Saved entries:

----

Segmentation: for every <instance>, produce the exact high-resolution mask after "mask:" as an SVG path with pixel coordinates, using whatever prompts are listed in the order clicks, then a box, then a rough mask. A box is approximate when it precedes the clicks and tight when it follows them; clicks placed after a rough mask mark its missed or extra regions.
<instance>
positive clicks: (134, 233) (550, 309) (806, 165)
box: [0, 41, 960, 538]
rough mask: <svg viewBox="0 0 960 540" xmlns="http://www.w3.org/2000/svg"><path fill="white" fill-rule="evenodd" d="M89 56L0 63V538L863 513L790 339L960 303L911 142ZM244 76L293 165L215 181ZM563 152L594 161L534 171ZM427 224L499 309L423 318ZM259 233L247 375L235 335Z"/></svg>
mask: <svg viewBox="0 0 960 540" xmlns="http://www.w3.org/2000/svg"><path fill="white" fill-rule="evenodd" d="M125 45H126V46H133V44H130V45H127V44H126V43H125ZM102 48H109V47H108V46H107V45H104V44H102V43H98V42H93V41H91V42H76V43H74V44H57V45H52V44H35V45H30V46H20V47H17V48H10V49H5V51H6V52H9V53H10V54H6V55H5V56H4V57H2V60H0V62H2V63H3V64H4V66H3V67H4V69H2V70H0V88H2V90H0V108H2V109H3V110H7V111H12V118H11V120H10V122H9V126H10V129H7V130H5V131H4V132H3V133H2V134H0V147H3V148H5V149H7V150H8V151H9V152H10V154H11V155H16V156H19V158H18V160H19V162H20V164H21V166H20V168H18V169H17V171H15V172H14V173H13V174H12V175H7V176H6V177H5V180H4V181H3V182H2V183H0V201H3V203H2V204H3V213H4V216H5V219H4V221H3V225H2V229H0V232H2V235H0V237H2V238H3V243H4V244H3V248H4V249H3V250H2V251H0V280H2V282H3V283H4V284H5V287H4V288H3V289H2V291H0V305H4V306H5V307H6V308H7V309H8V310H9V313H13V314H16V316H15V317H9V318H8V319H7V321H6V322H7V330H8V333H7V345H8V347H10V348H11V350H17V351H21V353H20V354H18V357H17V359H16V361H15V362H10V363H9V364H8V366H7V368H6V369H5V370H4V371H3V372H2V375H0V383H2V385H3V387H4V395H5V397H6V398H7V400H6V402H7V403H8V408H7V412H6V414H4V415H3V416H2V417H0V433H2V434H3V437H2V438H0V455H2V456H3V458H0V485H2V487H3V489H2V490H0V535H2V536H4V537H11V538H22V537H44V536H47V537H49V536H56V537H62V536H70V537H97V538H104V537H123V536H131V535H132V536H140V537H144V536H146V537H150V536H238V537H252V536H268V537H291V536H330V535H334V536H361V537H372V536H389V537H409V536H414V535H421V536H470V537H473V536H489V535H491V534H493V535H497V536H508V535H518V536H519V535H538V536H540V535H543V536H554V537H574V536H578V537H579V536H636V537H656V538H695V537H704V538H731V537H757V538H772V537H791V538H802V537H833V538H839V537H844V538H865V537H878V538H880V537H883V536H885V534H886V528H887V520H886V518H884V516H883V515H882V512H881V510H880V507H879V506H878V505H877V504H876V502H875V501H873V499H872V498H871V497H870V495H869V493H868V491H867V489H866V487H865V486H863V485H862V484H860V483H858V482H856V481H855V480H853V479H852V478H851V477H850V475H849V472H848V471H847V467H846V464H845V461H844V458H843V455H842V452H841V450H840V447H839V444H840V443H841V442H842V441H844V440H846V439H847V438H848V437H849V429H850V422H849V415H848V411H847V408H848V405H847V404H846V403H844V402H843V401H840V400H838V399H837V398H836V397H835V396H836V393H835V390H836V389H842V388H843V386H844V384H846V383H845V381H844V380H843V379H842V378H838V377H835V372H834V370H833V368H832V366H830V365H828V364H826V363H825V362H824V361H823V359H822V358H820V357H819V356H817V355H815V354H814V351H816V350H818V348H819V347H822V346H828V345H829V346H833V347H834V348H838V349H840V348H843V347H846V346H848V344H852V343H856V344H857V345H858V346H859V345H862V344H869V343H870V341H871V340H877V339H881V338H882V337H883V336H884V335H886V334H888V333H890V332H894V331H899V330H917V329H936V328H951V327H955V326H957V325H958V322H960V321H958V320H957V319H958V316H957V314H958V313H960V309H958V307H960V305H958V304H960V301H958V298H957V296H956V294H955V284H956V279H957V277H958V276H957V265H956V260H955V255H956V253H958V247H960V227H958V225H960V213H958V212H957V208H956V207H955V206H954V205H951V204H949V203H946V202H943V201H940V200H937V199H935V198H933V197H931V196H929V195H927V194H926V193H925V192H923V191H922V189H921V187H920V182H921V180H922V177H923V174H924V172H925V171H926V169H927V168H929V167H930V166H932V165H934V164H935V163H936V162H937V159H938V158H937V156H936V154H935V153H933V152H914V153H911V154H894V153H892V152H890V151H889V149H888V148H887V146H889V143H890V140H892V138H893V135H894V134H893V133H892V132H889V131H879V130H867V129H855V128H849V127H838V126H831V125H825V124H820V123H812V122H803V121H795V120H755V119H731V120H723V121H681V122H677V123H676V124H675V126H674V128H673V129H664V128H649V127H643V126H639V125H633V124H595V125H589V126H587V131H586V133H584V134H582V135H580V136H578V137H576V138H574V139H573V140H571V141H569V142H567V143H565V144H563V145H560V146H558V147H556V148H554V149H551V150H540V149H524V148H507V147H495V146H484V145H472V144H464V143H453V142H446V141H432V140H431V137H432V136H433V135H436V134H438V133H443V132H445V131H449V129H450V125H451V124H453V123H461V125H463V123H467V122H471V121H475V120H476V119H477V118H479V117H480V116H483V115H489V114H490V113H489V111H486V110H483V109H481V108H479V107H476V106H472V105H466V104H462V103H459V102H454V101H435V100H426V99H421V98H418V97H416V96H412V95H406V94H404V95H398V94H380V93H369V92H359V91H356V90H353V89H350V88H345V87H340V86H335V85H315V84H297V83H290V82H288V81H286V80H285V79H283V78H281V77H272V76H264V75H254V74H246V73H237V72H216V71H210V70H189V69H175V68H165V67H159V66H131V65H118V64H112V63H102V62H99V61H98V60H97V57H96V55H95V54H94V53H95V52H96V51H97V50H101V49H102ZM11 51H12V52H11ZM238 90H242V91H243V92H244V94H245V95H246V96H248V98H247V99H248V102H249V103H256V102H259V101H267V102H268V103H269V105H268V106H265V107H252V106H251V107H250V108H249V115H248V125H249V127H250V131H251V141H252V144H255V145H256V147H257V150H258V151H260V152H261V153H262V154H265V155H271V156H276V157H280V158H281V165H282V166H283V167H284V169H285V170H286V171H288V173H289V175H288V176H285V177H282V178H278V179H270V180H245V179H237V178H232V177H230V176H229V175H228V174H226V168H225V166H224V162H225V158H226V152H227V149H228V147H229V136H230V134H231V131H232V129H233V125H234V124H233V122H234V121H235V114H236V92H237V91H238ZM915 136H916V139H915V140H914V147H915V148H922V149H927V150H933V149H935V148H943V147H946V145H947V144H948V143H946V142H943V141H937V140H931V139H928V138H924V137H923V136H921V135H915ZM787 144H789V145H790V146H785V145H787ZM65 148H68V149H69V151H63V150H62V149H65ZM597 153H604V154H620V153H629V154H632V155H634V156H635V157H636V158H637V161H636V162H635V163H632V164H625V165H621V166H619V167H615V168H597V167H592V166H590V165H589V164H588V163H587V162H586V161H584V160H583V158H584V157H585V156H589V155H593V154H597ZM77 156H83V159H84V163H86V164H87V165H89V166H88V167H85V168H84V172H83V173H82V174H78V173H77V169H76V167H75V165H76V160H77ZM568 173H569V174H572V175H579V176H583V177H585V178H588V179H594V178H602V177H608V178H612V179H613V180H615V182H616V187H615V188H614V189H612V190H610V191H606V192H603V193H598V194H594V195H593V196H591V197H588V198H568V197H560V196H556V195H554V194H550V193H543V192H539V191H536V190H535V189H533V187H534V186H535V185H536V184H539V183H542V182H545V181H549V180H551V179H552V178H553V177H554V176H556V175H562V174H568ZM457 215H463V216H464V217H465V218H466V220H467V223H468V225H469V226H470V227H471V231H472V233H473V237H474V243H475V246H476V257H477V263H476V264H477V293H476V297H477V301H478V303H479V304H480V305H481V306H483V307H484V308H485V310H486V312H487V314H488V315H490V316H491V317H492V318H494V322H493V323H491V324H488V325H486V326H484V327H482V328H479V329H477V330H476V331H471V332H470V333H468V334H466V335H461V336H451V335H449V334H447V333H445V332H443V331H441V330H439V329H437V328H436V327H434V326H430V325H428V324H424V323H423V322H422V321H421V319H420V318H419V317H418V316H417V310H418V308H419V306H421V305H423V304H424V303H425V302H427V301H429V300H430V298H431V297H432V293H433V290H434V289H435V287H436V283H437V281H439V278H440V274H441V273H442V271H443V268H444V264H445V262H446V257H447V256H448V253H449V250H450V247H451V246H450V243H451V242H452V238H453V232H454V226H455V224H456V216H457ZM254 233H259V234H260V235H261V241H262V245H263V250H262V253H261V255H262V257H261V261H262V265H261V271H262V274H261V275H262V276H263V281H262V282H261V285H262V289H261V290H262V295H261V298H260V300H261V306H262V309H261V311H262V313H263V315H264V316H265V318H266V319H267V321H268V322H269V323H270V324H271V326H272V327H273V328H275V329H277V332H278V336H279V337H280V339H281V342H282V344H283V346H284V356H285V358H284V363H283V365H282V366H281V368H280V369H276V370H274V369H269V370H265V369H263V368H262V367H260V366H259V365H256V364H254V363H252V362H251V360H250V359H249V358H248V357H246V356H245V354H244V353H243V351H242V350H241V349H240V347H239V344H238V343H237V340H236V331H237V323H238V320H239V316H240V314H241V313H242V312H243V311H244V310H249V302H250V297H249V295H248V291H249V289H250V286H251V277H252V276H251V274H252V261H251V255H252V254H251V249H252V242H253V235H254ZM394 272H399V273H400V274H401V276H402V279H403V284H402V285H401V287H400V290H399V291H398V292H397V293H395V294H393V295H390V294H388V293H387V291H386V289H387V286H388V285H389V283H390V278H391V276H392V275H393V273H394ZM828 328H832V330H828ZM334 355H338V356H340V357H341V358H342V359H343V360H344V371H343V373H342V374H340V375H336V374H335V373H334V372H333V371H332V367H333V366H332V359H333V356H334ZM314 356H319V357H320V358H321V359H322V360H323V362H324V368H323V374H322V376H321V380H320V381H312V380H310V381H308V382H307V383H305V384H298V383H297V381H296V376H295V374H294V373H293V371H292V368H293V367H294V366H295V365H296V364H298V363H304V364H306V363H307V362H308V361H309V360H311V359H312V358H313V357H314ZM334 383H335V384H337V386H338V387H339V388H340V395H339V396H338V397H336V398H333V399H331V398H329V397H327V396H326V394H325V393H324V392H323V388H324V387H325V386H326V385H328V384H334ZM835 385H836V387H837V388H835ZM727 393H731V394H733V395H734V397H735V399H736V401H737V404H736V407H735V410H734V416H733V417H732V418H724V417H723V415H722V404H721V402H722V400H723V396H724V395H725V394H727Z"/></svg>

----

[Task requirements] Please recast the lines, from the first one through the line containing "box: [0, 41, 960, 538]" inclusive, as a Markdown table with the columns Row and Line, omitting any blank lines.

[Problem solution]
| Row | Line |
|---|---|
| 1 | Segmentation: for every <instance>, produce the exact high-resolution mask after "mask:" as an SVG path with pixel coordinates, using whatever prompts are listed in the order clicks, then a box, then a rough mask. A box is approximate when it precedes the clicks and tight when it follows them; clicks placed after a rough mask mark its missed or extra regions. |
| 2 | <instance> |
| 3 | positive clicks: (134, 233) (550, 309) (806, 165) |
| 4 | box: [0, 41, 960, 538] |